Document passage =>
== Segment start ==
Cannabis is “getting stronger” with regards to THC content. This is a bugbear. Yes, there are some strains available in the new commoditized market that might have a higher level of THC than outdoor guerrilla grown skunk by hippies back in the day. There are also widely used strains of cannabis with deliberately lower levels of THC. This is another aged spectre of prohibition that long ago outlived its shelf life.
Both cocaine production and U.S.-based opioid deaths hit new records. This may be true, but it has little to do with cannabis legalization or use. In fact, the association in the UNODC report is what is alarming. Cannabis is increasingly being seen in legitimate medical circles as a gateway drug off of other, more harmful substances. Not a gateway to them.
“The proportion of people with psychiatric disorders and suicides associated with regular cannabis use has increased.” Don’t let this kind of anti-cannabis propaganda scare you, even if it is emanating from the UN. There is no link between mental illness, much less suicides from regular cannabis use. In fact, for many people suffering from both physical and psychiatric disorders, like depression and PTSD, cannabis use considerably relieves the stressors that lead to self-destructive behavior.
The most recent study to examine such issues, emanating from the National Institutes of Health (NIH) last year had to concede that they could not “establish that cannabis use caused the increased suicidality we observed in this study,” and that “these associations warrant further research.” The same study also noted that cannabis use by adults more than doubled in the United States between 2008 and 2019—precisely the years that normalization became a multi-state campaign politically.
It is also worth noting that one of the most recent studies about cannabis and PTSD, which includes episodes of depression leading to suicide, found that cannabis use dramatically decreased PTSD symptoms to the point that many patients no longer met the diagnostic criteria for the condition.
== Segment end ==
Complete the following =>
(1) Name every organization the cannabis passage mentions.
(2) Please carry on the passage about cannabis and the UNODC report, starting after its last sentence.
The listing is not needed for the tasks.

[Point localization data]
== Segment start ==
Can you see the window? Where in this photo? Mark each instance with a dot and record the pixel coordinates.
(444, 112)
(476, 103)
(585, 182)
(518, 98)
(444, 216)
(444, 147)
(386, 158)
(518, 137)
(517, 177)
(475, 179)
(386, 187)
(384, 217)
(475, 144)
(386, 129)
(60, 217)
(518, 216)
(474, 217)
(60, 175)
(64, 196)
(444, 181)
== Segment end ==
Task responses =>
(1) UNODC, the UN, National Institutes of Health (NIH)

(2)
Veterans are perhaps the population most at risk for suicide, even in the best of times. According to most national estimates, there are 22 veteran suicides a day in the U.S. Deployed veterans serving in either Iraq or Afghanistan had a suicide risk 41% higher than the average population. Even more intriguingly, non-deployed veterans had a 61% greater risk of committing suicide than the average person.
It is also worth noting that economic and other conditions since 2008 have actually worsened for many people—from the overhang of the global recession to a flat recovery.
COVID-19 was just a piece of icing on an already overburdened cake.
Using cannabis to help relieve some of these symptoms seems like a very sane, logical, and increasingly legal option.
Global Scare Tactics and Propaganda
While it is unsurprising that UNODC would produce this kind of report, even after the UN moved cannabis to a list of less dangerous drugs, including an apparent parroting of highly suspect U.S. government data, it is a telling development. This is the same kind of distortion and misapplied association that dragged prohibition out as long as it has.
Using a drug’s legalization combined with a disastrously disconnecting event like a global Pandemic to make unfounded associations about cannabis use is disingenuous to say the least.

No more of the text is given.